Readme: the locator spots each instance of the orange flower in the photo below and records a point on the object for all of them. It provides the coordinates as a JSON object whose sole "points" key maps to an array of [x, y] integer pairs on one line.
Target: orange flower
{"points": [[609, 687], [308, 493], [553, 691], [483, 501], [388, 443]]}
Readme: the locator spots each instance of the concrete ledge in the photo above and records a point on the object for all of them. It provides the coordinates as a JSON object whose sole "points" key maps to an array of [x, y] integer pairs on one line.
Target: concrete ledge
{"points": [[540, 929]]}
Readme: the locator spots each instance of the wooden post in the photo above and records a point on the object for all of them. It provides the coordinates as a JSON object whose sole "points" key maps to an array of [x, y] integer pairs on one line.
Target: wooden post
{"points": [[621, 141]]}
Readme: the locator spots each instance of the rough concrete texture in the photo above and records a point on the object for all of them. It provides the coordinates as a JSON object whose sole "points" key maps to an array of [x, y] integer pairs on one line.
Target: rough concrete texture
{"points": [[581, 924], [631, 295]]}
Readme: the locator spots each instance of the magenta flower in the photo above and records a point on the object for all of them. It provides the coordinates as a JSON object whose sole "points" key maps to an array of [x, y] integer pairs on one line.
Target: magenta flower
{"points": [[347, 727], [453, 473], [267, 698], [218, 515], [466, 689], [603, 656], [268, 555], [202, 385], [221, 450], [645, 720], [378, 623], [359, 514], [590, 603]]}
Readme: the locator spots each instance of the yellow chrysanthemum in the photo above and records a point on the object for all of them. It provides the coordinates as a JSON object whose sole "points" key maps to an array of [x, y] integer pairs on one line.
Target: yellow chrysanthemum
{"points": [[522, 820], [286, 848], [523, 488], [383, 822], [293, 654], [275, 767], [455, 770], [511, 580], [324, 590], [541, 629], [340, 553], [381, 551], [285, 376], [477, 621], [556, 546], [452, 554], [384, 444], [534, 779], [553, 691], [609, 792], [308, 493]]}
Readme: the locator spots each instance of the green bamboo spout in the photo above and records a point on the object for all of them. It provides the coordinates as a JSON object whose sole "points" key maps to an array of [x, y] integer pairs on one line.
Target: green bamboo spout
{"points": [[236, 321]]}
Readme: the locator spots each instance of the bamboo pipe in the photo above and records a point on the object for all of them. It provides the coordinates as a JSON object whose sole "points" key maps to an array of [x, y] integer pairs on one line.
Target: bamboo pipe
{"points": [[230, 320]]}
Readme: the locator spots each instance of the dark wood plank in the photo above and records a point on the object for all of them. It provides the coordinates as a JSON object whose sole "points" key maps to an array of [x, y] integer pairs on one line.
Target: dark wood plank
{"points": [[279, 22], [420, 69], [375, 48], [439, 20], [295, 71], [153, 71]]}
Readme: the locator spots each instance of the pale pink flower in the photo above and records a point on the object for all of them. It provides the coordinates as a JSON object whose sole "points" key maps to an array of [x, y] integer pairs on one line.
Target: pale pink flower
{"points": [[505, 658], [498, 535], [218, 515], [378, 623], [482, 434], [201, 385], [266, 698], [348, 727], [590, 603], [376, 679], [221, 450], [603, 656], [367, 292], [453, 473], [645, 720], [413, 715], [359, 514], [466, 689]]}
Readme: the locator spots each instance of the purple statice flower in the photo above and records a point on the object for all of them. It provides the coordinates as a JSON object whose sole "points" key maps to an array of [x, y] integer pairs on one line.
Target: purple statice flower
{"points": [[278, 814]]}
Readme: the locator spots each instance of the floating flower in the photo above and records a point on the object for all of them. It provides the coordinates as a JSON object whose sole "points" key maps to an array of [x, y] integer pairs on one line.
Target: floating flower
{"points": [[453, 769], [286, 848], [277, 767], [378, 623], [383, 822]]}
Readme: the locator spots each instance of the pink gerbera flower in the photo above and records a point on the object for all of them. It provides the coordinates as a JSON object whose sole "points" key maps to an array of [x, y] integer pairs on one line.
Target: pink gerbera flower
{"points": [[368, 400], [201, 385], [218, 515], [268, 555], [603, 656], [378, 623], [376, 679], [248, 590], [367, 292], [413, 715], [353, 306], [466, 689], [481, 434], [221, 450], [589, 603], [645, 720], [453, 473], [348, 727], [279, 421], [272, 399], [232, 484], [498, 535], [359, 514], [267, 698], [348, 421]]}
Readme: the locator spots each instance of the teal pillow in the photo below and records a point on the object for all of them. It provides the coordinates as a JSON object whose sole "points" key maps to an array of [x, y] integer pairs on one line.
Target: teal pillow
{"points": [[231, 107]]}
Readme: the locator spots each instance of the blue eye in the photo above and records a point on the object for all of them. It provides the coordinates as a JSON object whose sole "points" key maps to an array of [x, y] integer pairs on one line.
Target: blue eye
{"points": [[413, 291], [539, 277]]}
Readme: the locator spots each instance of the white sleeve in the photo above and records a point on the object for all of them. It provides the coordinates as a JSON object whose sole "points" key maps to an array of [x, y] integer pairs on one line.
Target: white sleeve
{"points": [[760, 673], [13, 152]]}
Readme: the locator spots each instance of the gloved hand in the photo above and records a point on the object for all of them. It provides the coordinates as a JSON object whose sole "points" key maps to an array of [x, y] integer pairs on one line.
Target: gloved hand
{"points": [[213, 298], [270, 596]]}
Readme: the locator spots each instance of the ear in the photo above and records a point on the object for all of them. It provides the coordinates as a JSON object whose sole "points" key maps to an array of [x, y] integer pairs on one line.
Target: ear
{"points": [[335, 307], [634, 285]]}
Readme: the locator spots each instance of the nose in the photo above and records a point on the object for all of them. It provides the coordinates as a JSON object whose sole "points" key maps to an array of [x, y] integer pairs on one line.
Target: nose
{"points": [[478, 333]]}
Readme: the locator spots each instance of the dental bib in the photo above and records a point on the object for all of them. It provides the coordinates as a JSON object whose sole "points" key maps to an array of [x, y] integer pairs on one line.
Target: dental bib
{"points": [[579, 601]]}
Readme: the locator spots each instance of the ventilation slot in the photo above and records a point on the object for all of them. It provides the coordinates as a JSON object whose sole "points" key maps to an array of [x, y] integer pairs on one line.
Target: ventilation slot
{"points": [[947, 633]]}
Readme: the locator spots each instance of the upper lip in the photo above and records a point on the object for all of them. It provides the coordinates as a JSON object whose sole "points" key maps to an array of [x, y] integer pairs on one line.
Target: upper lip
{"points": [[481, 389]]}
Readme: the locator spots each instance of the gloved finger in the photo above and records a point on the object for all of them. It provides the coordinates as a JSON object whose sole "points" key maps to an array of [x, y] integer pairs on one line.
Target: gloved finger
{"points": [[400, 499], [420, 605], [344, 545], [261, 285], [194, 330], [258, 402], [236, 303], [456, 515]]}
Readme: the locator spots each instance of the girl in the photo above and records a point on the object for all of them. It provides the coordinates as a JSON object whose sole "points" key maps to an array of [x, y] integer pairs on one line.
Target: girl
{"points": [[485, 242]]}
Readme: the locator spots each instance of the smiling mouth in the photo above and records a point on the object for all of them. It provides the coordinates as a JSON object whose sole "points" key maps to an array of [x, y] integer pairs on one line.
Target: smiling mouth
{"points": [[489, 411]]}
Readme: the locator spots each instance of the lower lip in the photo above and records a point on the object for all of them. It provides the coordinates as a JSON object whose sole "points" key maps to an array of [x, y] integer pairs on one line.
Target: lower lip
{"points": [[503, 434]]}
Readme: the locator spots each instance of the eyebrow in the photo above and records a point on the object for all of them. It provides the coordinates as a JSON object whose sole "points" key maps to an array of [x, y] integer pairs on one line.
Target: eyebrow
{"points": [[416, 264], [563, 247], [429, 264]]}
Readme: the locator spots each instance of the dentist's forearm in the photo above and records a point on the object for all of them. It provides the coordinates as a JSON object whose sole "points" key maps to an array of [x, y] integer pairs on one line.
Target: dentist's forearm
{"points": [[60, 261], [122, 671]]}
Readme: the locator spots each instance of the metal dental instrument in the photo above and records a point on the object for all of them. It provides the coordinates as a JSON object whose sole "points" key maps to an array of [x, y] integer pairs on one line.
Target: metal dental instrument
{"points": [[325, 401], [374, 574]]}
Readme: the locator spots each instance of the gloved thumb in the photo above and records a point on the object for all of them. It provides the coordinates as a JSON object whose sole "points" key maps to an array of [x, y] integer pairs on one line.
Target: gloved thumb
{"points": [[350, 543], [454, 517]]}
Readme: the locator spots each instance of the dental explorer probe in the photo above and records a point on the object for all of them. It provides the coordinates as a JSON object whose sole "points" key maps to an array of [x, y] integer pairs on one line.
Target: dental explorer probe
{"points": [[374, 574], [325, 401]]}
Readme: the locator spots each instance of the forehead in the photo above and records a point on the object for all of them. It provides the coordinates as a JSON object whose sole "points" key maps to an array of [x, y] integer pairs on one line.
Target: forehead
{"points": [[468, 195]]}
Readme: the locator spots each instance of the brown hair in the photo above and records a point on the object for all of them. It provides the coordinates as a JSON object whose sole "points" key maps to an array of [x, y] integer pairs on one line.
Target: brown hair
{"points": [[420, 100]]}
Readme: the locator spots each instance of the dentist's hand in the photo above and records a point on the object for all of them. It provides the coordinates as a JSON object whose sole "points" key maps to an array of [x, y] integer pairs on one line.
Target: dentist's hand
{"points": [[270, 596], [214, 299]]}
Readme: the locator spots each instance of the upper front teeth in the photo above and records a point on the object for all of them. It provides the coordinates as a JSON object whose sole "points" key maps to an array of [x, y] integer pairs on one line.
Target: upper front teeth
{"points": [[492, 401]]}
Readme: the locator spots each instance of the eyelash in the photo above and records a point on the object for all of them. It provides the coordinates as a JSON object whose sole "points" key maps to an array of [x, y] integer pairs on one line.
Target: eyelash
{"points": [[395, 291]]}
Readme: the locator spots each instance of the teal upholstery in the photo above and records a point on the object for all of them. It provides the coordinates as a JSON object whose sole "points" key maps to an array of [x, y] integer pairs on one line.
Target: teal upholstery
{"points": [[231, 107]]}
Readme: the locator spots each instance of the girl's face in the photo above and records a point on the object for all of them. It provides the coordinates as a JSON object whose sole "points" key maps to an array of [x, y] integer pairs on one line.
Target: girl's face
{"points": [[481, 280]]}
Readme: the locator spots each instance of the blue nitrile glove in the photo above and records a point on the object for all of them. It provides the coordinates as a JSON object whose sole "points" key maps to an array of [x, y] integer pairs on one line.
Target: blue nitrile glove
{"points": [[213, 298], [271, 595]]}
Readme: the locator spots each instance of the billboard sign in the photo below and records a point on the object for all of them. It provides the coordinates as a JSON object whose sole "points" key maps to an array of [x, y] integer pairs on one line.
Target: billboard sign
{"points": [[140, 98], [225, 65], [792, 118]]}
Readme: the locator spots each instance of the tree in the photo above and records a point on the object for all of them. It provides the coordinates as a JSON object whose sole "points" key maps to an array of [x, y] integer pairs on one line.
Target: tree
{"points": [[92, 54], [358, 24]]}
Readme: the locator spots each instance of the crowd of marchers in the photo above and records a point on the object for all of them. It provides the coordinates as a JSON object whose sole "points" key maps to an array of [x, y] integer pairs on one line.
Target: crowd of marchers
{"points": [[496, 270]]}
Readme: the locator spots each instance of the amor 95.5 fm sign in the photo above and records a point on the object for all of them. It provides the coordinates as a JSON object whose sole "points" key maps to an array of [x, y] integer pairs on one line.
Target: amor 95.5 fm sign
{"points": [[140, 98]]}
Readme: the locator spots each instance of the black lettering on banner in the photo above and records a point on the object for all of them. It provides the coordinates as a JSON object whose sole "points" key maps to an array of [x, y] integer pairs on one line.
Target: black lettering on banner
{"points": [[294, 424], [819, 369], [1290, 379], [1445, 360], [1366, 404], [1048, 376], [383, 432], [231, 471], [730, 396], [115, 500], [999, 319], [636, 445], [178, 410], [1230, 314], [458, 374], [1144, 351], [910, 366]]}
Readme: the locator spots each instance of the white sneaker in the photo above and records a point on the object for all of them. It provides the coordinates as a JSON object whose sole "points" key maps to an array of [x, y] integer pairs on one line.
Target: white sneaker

*BRIEF*:
Please copy out each line in the entries that mentions the string "below".

*RESULT FOR THIS TASK*:
Readme: the locator spots each instance of the orange flower in the photo below and records a point on the object for all of them. It provides the coordinates as a JSON object whose sole "points" key maps to an array of [x, y] integer pairs on one line.
Readme: the locator spots each instance of the teal pillow in the photo below and records a point on the object for all of them. It provides the coordinates as a JSON object whose sole "points" key maps to an array of [x, y] integer pairs on one line.
Readme: the locator spots each instance of the billboard sign in the photo below and records a point on the object for all of them. It provides the coordinates as a JSON object whose sole "points" key maps to an array of [x, y] integer pairs on one line.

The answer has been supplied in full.